Source text:
>> begin
Historic church in Tennessee, United States

The Asbury Chapel, originally known as Highland Park Methodist Episcopal Church and later as Asbury United Methodist Church, is a historic church building on Bailey Avenue in Chattanooga, Tennessee, United States. After the Methodist church's closure in 1984, the church building has been used as chapel space for a nearby megachurch: first Highland Park Baptist Church and, since 2014, Redemption to the Nations Church, which bought the Highland Park facilities.

==History==
The congregation was organized in 1889 as the Highland Park Methodist Episcopal Church. The congregation soon moved into a new frame church that it used for about 20 years before completing the current building. The current church building is a brick structure in a Gothic design created by architect Reuben Harrison Hunt. It was completed in 1909, dedicated in 1911, and added to the National Register of Historic Places in 1980.

Highland Park Methodist Episcopal Church changed its name to Asbury Methodist Church in 1938, when the Methodist Episcopal Church and Methodist Episcopal Church, South, merged. It later added "United" to its name when the United Methodist Church was formed. Another local congregation with a similar name, Highland Park Methodist Episcopal Church, South, became St. Andrew's Methodist Church and later St. Andrew's United Methodist Church. Asbury United Methodist Church closed on July 1, 1984. Its congregation merged with Brainerd United Methodist Church and the church property was sold to Highland Park Baptist Church, which renamed the former Asbury Methodist building the "Asbury Chapel". St. Andrew's closed in 2004.

When Highland Park Baptist Church relocated to Harrison, Tennessee, in 2013, it sold Asbury Chapel and six other buildings in the Highland Park neighborhood to Redemption to the Nations Church, a multisite megachurch based in Ooltewah. Redemption to the Nations renovated the chapel in 2022.
>> end
Data provided:
>> begin
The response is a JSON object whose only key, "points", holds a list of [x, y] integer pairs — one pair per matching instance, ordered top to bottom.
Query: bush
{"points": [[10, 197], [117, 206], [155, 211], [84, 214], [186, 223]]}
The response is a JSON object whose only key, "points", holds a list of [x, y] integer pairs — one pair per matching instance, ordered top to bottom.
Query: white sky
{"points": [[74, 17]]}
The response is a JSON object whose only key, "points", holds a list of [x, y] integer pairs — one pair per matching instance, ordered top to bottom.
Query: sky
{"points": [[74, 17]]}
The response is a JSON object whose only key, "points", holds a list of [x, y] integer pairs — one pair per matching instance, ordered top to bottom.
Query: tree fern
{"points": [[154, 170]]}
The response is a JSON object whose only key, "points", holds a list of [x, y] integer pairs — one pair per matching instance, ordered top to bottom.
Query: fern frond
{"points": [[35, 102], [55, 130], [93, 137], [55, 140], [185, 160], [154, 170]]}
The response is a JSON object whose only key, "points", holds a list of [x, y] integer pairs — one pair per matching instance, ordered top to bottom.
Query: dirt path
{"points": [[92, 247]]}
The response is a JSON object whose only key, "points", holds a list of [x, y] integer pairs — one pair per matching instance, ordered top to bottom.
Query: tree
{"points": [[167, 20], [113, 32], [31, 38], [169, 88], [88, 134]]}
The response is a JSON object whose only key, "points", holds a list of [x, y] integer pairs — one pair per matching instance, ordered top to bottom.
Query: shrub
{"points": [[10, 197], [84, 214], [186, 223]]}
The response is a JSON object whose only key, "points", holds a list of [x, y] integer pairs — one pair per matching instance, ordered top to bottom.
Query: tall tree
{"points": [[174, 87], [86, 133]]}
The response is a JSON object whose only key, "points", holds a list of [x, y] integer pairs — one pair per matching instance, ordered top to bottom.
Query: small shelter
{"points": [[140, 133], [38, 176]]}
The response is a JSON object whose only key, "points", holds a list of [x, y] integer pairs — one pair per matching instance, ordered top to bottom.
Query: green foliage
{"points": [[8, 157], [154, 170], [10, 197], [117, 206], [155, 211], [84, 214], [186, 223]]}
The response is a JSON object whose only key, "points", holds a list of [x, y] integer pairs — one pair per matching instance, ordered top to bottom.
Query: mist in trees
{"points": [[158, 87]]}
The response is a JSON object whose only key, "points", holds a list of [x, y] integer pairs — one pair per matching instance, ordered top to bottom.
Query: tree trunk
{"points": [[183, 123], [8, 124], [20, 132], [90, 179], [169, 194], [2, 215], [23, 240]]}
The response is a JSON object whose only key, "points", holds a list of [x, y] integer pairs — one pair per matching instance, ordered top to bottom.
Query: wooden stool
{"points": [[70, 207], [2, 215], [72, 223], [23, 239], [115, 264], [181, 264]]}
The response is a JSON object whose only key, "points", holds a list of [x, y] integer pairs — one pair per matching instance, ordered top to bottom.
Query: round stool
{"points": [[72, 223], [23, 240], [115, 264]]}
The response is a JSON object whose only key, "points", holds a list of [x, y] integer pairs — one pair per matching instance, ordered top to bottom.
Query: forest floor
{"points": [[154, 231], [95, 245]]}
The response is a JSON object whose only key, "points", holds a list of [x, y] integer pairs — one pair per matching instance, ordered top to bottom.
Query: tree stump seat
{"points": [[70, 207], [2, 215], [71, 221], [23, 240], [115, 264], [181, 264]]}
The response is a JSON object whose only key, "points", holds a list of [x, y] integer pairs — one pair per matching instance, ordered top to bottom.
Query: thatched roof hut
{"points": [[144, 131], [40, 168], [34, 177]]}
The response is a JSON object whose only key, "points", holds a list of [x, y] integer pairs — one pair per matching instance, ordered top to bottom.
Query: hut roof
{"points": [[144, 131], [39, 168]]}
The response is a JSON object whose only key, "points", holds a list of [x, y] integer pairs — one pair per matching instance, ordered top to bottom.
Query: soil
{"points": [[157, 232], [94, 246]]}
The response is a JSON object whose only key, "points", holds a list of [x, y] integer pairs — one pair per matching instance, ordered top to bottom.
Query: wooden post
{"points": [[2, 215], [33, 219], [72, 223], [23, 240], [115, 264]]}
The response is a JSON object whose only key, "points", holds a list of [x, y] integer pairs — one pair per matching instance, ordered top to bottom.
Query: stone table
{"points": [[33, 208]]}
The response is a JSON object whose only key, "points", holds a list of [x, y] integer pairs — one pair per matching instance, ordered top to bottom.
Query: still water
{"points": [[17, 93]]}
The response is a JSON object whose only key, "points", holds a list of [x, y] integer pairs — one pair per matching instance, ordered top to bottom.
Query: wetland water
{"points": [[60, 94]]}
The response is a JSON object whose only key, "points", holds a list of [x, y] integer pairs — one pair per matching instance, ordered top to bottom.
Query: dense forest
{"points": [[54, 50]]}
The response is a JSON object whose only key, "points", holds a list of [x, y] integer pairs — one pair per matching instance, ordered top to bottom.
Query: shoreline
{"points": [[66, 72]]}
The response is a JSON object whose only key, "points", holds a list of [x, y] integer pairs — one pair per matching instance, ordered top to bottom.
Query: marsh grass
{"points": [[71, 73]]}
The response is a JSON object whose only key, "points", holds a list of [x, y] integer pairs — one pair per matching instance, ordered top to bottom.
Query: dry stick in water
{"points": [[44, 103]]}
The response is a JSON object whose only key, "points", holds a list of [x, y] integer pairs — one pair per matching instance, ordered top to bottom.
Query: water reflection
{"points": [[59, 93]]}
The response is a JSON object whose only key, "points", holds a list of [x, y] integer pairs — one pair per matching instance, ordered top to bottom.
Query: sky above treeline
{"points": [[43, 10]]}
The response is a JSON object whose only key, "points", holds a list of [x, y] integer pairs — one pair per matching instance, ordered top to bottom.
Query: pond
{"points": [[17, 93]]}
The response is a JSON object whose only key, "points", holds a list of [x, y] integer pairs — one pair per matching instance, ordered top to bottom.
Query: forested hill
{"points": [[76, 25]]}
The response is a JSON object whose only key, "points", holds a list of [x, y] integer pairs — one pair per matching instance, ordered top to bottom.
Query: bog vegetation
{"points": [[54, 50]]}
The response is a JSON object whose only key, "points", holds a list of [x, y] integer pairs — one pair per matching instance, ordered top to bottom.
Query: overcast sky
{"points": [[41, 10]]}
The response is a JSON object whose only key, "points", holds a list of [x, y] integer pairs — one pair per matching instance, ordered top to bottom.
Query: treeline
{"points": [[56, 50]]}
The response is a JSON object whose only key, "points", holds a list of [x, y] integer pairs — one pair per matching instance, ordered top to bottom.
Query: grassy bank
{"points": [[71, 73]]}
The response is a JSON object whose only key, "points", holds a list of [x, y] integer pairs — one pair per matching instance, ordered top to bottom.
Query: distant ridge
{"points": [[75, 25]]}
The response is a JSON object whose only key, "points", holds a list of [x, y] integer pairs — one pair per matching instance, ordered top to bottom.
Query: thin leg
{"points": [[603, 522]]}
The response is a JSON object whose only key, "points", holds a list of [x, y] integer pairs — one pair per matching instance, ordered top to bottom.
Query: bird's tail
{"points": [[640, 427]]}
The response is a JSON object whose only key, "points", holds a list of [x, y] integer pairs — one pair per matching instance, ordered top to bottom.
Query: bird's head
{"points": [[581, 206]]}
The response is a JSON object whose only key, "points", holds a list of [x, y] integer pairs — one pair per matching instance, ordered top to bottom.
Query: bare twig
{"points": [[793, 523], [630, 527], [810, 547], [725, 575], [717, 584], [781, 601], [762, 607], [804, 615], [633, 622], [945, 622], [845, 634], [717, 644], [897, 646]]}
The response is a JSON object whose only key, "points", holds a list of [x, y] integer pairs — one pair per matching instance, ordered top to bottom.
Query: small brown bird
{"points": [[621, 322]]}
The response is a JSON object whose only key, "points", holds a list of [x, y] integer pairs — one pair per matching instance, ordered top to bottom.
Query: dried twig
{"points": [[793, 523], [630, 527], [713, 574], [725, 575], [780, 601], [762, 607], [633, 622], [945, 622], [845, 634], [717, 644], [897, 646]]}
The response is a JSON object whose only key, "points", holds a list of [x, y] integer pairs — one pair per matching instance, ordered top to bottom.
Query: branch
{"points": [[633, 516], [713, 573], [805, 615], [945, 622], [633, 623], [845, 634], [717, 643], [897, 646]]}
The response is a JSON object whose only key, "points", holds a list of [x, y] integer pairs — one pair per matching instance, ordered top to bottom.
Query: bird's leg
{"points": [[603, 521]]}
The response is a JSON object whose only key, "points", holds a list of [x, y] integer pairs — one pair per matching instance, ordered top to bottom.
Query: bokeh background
>> end
Task requirements:
(a) Using the text on the Asbury Chapel, mark each statement yes or no and quote the exact words of the text that decide it: (i) The current church building was designed by Reuben Harrison Hunt. (ii) When Asbury United Methodist Church closed, its congregation merged with St. Andrew's. (iii) Redemption to the Nations renovated the chapel in 2014.
(b) Return each line of the records that contains the string "treeline".

Task-by-task outputs:
(a)
(i) Yes: "a Gothic design created by architect Reuben Harrison Hunt"
(ii) No: "Its congregation merged with Brainerd United Methodist Church"
(iii) No: "Redemption to the Nations renovated the chapel in 2022."

(b)
Query: sky above treeline
Query: treeline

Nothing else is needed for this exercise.